WHAT IS EXPECTED: Edit the items below so that every "frame" reads "image", leaving all other text unchanged.

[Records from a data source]
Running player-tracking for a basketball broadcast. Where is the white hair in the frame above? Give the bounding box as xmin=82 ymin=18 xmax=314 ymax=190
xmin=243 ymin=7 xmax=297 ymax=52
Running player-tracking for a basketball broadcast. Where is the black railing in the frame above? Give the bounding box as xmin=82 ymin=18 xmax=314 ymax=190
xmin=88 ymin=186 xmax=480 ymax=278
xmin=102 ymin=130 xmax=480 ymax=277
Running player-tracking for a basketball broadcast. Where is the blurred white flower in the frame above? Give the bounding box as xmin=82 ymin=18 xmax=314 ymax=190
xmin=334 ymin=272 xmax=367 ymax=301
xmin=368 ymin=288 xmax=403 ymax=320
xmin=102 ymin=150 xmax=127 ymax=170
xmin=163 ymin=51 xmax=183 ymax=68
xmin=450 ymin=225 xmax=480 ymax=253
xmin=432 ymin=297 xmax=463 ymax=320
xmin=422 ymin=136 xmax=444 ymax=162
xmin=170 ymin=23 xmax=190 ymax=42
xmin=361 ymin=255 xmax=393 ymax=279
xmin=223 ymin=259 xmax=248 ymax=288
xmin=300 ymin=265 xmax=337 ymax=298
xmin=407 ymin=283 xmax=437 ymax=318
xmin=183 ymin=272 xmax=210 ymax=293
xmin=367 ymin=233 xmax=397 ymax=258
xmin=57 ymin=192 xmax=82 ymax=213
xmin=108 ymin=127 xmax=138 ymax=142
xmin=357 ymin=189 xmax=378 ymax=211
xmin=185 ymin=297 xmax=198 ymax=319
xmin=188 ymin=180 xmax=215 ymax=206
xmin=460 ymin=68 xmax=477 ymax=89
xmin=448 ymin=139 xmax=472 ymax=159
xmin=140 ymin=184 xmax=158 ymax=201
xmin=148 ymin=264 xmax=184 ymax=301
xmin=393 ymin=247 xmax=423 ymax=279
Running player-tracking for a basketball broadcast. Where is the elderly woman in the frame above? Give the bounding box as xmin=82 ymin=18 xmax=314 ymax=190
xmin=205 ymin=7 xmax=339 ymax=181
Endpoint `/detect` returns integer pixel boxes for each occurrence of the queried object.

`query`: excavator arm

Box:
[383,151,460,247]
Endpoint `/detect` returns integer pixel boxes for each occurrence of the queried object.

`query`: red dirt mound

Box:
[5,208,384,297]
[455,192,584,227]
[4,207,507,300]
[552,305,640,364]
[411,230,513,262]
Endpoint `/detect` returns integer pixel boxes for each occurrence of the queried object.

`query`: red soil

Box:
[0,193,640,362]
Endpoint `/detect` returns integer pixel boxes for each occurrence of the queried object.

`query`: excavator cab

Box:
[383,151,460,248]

SOLUTION TO THIS PROBLEM:
Running player-tracking for a basketball broadcast. Where is the white hair in the image above? Give the bounding box as xmin=82 ymin=18 xmax=314 ymax=190
xmin=243 ymin=7 xmax=297 ymax=52
Running player-tracking for a basketball broadcast. Where is the black railing in the image above? Give the bounding box as xmin=82 ymin=18 xmax=314 ymax=190
xmin=88 ymin=186 xmax=480 ymax=278
xmin=102 ymin=130 xmax=480 ymax=277
Running player-tracking for a basketball broadcast. Where is the blurred white flower in the image above? Give the bounding box as xmin=82 ymin=18 xmax=314 ymax=190
xmin=334 ymin=272 xmax=367 ymax=301
xmin=368 ymin=288 xmax=403 ymax=320
xmin=102 ymin=150 xmax=127 ymax=170
xmin=163 ymin=51 xmax=183 ymax=68
xmin=450 ymin=225 xmax=480 ymax=253
xmin=432 ymin=297 xmax=463 ymax=320
xmin=422 ymin=136 xmax=444 ymax=162
xmin=170 ymin=23 xmax=190 ymax=42
xmin=361 ymin=255 xmax=393 ymax=279
xmin=223 ymin=259 xmax=248 ymax=288
xmin=300 ymin=265 xmax=337 ymax=298
xmin=407 ymin=283 xmax=437 ymax=318
xmin=183 ymin=272 xmax=210 ymax=293
xmin=367 ymin=233 xmax=397 ymax=258
xmin=57 ymin=192 xmax=82 ymax=213
xmin=108 ymin=127 xmax=138 ymax=142
xmin=357 ymin=189 xmax=378 ymax=211
xmin=185 ymin=297 xmax=198 ymax=319
xmin=188 ymin=180 xmax=215 ymax=206
xmin=460 ymin=68 xmax=477 ymax=89
xmin=448 ymin=139 xmax=472 ymax=159
xmin=140 ymin=184 xmax=158 ymax=201
xmin=148 ymin=264 xmax=184 ymax=301
xmin=393 ymin=247 xmax=423 ymax=279
Running player-tracking for a basketball broadcast. Where is the elderly woman in the image above? Give the bounding box as xmin=82 ymin=18 xmax=314 ymax=190
xmin=205 ymin=7 xmax=339 ymax=181
Endpoint `/detect` returns integer pixel boxes for each occurrence of the queried object.

`query`: excavator arm

Box:
[383,151,460,247]
Endpoint `/detect` returns integer pixel boxes for each occurrence of the queried object.

`query`: red dirt mound

Box:
[5,208,384,297]
[455,192,584,227]
[4,207,507,300]
[552,305,640,364]
[411,230,513,262]
Endpoint `/detect` returns integer pixel boxes for each occurrence of the queried object.

`query`: red soil

Box:
[0,193,640,362]
Endpoint `/detect` returns integer pixel boxes for each occurrence of the queried object.

`query`: excavator cab

Box:
[383,151,460,248]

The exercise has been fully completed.